PERMINTAAN TUGAS 1: Kutip ulang baris-baris catatan tanpa perubahan apa pun, mulai dari baris yang memuat "Where can the car windshield" sampai akhir catatan, dengan kedua ujungnya ikut disertakan.

9)      Dalam kesaksiannya di DPR tanggal 12 Januari 2010, Robert Tantular
mengakui menerima kelebihan pembayaran dari LPS senilai Rp. 1 triliun. Di
pengadilan Robert Tantular, telah diputuskan dihukum 5 tahun, Robert
Tantular mengakui bahwa iya hanya mengajukan permintaan dana bail out
sebesar Rp. 2,7 triliun, tetapi  kaget ketika mengetahui bahwa total dana
yang dikucurkan mencapai Rp. 6,7 triliun. Luar biasa bahwa ada bank yang di
beri dana bail out jauh lebih besar dari kebutuhannya.



10)   Komite Stabilitas Sistem Keuangan (KSSK) hanya terdiri dari dua orang
yang berhak mengambil keputusan yaitu Menteri Keuangan yang bertindak
sebagai Ketua KSSK dan Gubernur Bank Indonesia, Boediono sebagai anggota.
Sekretaris adalah Raden Pardede. Adalah aneh sebuah komite hanya terdiri
dari dua orang. Biasanya komite terdiri dari banyak orang. KSSK yang hanya
terdiri dua orang tidak pantas disebut ”KOMITE” dan bertentangan dengan
prinsip ”Good Governance”. Misalnya Komite Kebijakan Sektor Keuangan (KKSK)
terdiri dari hampir semua Menteri Ekonomi dan sejumlah Dirjen.  Patut
dipertanyakan mengapa KSSK hanya terdiri dari dua orang. Dari segi lain itu
artinya, apa yang disebut tanggung jawab kolektif sebetulnya hanyalah
tanggung jawab Menteri Keuangan Sri Mulyani dan Gubernur Bank Indonesia
Boediono.

(Data yang diambil dari sebuah koleksi)

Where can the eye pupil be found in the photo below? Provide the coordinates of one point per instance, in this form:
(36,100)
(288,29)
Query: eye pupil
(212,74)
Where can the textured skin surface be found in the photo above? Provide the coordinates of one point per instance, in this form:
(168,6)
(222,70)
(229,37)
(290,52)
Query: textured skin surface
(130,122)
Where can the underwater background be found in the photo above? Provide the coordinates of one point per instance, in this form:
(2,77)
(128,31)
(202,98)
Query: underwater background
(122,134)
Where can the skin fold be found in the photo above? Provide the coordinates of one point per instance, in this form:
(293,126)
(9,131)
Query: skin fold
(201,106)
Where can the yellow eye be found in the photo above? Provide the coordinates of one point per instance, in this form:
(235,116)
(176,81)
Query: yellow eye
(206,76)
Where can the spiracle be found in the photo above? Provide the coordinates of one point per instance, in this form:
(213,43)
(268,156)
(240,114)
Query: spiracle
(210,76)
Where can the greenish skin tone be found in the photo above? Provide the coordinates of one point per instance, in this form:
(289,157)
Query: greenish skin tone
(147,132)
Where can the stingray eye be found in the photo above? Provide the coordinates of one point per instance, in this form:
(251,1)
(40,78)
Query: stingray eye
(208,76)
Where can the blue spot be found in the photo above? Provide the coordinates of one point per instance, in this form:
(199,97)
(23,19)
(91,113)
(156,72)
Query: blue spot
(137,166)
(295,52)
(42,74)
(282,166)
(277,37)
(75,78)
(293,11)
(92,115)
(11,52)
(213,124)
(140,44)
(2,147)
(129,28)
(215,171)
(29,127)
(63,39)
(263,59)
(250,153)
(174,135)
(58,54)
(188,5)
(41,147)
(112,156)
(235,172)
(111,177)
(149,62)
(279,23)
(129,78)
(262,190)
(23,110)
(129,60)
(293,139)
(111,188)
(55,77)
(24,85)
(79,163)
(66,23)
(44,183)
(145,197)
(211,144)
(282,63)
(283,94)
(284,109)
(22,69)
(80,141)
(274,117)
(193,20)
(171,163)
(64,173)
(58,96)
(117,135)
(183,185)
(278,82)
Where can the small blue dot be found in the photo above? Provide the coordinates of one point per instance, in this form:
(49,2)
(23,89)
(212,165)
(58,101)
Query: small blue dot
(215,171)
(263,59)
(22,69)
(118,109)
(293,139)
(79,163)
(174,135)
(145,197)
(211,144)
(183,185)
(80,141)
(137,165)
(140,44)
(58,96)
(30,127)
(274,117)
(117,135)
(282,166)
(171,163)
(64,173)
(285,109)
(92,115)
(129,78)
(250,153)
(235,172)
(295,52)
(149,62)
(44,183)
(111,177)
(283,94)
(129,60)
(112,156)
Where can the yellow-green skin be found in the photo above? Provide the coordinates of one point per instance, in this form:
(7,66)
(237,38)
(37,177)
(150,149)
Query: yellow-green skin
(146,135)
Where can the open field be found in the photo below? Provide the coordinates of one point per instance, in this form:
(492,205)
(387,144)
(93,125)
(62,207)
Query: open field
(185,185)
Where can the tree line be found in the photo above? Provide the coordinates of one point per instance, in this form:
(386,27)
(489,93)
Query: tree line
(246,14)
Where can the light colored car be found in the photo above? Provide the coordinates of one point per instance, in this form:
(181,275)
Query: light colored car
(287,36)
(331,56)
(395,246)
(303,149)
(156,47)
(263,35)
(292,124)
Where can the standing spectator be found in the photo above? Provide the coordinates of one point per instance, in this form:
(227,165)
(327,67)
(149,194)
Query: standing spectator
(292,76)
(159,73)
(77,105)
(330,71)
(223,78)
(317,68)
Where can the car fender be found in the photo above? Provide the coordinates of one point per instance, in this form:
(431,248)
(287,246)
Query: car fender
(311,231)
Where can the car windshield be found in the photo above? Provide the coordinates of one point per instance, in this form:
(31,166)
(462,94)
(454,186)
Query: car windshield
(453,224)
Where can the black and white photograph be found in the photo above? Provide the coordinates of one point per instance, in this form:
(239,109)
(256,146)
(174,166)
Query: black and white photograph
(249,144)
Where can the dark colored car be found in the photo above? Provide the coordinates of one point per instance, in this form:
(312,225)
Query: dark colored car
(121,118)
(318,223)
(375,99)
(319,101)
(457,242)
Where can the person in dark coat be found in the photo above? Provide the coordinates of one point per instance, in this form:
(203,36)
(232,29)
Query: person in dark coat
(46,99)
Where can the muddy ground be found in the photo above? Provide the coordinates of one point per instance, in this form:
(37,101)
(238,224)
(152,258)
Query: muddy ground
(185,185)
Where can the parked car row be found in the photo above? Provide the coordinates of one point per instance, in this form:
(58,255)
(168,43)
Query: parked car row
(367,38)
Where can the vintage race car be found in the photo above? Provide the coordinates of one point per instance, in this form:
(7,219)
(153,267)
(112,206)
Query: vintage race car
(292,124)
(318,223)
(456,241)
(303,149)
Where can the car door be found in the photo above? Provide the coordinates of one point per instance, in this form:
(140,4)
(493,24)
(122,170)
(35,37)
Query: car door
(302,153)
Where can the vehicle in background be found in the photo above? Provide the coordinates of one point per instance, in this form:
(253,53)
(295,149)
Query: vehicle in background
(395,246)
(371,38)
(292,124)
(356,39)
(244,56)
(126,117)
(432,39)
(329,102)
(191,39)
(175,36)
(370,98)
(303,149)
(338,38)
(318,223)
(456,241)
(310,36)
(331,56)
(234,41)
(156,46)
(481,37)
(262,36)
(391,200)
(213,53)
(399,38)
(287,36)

PERMINTAAN TUGAS 2: Ringkas paragraf teks bacaan yang diawali "Komite Stabilitas Sistem Keuangan (KSSK) hanya terdiri" menjadi daftar poin dengan tetap memuat fakta pokoknya.

JAWABAN LENGKAP 1:
Where can the car windshield be found in the photo above? Provide the coordinates of one point per instance, in this form:
(31,166)
(462,94)
(454,186)
Query: car windshield
(453,224)
Where can the black and white photograph be found in the photo above? Provide the coordinates of one point per instance, in this form:
(239,109)
(256,146)
(174,166)
Query: black and white photograph
(249,144)
Where can the dark colored car be found in the photo above? Provide the coordinates of one point per instance, in this form:
(312,225)
Query: dark colored car
(121,118)
(318,223)
(375,99)
(319,101)
(457,242)
Where can the person in dark coat be found in the photo above? Provide the coordinates of one point per instance, in this form:
(203,36)
(232,29)
Query: person in dark coat
(46,99)
Where can the muddy ground be found in the photo above? Provide the coordinates of one point per instance, in this form:
(37,101)
(238,224)
(152,258)
Query: muddy ground
(185,185)
Where can the parked car row be found in the photo above? Provide the coordinates of one point per instance, in this form:
(58,255)
(168,43)
Query: parked car row
(367,38)
Where can the vintage race car be found in the photo above? Provide the coordinates of one point per instance, in this form:
(7,219)
(153,267)
(112,206)
Query: vintage race car
(292,124)
(318,223)
(456,241)
(303,149)
Where can the car door be found in the photo above? Provide the coordinates of one point per instance, in this form:
(140,4)
(493,24)
(122,170)
(35,37)
Query: car door
(302,153)
Where can the vehicle in background be found in the photo above? Provide the coordinates of one point per instance, in this form:
(253,53)
(295,149)
Query: vehicle in background
(395,246)
(371,38)
(292,124)
(356,39)
(244,56)
(126,117)
(432,39)
(329,102)
(191,39)
(175,36)
(370,98)
(303,149)
(338,38)
(318,223)
(456,241)
(310,36)
(331,56)
(234,41)
(156,46)
(481,37)
(262,36)
(391,200)
(213,53)
(399,38)
(287,36)

JAWABAN LENGKAP 2:
- KSSK hanya beranggotakan dua orang pengambil keputusan: Menteri Keuangan sebagai Ketua dan Gubernur Bank Indonesia, Boediono, sebagai anggota.
- Sekretarisnya adalah Raden Pardede.
- Komite biasanya beranggotakan banyak orang. Karena itu, KSSK yang hanya berisi dua orang dinilai aneh, tidak pantas disebut "komite", dan bertentangan dengan prinsip "Good Governance".
- Sebagai pembanding, Komite Kebijakan Sektor Keuangan (KKSK) terdiri dari hampir semua Menteri Ekonomi dan sejumlah Dirjen.
- Alasan KSSK hanya terdiri dari dua orang patut dipertanyakan.
- Apa yang disebut tanggung jawab kolektif sebetulnya hanya tanggung jawab Menteri Keuangan Sri Mulyani dan Gubernur Bank Indonesia Boediono.